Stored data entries

+--

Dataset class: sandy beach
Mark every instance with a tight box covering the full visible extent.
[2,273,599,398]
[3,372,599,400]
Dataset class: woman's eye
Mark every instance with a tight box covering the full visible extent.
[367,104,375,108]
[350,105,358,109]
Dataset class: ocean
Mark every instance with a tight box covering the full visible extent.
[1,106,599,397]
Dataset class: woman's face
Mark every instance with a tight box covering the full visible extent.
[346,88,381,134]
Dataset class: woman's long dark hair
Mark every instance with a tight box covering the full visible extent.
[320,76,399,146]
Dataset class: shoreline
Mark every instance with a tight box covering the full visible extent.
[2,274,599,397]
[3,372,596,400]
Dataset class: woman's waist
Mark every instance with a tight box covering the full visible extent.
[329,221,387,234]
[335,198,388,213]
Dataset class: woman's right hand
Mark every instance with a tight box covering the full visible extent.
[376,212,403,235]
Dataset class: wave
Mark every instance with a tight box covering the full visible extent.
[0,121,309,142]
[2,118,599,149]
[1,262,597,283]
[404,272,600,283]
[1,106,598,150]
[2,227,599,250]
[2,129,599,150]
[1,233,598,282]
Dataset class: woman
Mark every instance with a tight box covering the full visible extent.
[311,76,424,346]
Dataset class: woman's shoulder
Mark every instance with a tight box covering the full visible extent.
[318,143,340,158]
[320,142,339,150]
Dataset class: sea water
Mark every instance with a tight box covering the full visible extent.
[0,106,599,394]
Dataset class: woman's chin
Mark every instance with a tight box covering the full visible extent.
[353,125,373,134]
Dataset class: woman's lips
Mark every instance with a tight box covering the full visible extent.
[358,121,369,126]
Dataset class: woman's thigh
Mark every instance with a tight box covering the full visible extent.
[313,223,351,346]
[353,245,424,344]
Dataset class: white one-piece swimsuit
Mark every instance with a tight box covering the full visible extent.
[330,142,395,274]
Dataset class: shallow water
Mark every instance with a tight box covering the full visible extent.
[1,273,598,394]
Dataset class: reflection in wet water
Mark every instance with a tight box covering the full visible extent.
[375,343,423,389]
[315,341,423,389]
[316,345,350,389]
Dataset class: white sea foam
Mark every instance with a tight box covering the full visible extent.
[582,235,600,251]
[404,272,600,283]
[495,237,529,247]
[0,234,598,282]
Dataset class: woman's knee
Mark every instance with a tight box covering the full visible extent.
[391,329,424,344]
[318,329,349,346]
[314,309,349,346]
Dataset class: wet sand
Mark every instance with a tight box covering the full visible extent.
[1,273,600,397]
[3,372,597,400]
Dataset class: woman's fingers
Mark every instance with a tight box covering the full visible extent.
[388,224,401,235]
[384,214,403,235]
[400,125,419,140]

+--

How to complete this task: Extract, please, the lines from the start of the entries above through the one with "Dataset class: woman's face", both included, reproducing each exactly and adding nothing.

Task answer:
Dataset class: sandy beach
Mark every instance with a tight box covering the full visible extent.
[2,273,599,398]
[3,372,599,400]
Dataset class: woman's eye
Mark every instance with a tight box covering the full visible extent.
[367,104,375,108]
[350,105,358,109]
Dataset class: ocean
Mark every instance with a tight box covering the full visible extent.
[1,106,599,397]
Dataset class: woman's face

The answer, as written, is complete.